● **WORK TO BE COMPLETED**
Write the next part of the passage on HIV medications and their interactions with other drugs, picking up after its last sentence.

Researchers do not yet fully understand all of the interactions that occur between HIV medications and other drugs, and recommendations tend to change over time as new evidence becomes available. However, it is known that the interaction between some HIV medications and recreational drugs can cause serious complications.
Interaction of one drug with another drug can increase its level in the bloodstream and even lead to overdose.
This kind of risk is greatest when the recreational drug and the HIV medication is processed in the same way by the body, especially in the liver.
The risk of drug interaction is greater in the first few weeks or months of taking HIV medication, when the body is adjusting to processing the drugs. Taking a recreational drug at this time could be associated with additional risks.
Both steroids and the protease inhibitors used as an HIV treatment can raise the level of low-density lipoprotein (LDL) or bad cholesterol in the blood and individuals who are taking both of these require close monitoring, particularly if they are at risk of heart disease.
Corticosteroids, which are prescribed for a wide range of conditions, can also interact with protease inhibitors.
The protease inhibitor may increase the amount of corticosteroid in the body, which can raise the likelihood of experiencing adverse side effects.
Anabolic Steroids and HIV Risk
A recent study published in BMJ Open by Public Health England (PHE) showed that men who take anabolic steroids are at an increased risk of HIV transmission.

● **Region pointing data**
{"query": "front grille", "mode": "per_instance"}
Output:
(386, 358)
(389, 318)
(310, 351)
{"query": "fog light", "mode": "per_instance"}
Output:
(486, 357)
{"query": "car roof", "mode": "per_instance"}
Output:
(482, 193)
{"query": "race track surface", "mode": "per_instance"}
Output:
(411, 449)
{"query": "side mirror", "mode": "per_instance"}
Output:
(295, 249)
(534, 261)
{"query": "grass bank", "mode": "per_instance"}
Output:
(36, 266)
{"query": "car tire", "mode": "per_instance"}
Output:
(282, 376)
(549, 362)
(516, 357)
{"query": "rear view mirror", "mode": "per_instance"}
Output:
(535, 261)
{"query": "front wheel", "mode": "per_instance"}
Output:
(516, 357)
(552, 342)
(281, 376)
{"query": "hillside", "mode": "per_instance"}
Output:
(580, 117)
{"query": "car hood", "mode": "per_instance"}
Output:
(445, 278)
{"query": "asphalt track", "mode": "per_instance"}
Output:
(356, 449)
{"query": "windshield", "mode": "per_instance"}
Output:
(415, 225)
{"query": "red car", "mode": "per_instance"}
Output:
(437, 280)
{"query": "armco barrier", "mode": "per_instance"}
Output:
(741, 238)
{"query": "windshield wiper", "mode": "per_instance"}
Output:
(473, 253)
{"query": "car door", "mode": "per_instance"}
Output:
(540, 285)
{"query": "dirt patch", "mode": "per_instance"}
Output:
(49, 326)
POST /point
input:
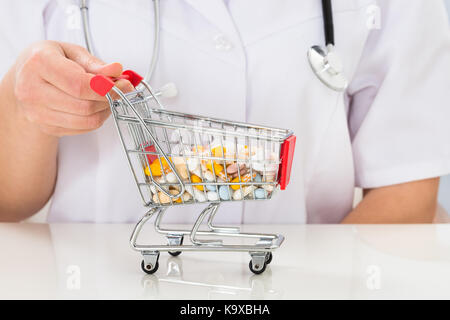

● **REPLY TO THE EXERCISE**
PHE researchers surveyed almost 400 men who used anabolic steroids and found that 1 in 65 of them had HIV.
Overall, one in ten of the men had been infected with atleast one of the blood-borne viruses - hepatitis B, hepatitis C, and HIV, suggesting a high transmission rate among this group.
PHE expert, Vivian Hope who specializes in infections among injectable drug users says the study suggests that there has been an increase in the HIV infection and hepatitis since the 1990s among men who use these body- and performance-enhancing drugs.
Also from the PHE agency, expert on injected drug use, Dr Fortune Ncube says: “These findings suggest we must maintain and strengthen public health interventions focused on reducing injection-related risk behaviours to prevent HIV and hepatitis infections in this group.
This includes ensuring those providing voluntary confidential testing services and care related to HIV and hepatitis are alert to the risks associated with image and performance enhancing drug use.”
In addition, co-author Jim McVeigh of the Public Health at Liverpool John Moores University says that “injectors of anabolic steroids and associated drugs are now the biggest client group at many needle and syringe programmes in the UK.
This research shows that anyone who injects drugs is at risk of HIV and other blood borne viruses, regardless of their substance of choice.”
He recommends that all health services as well as the people who use drug are informed of this risk and states that the development of appropriate prevention strategies is essential.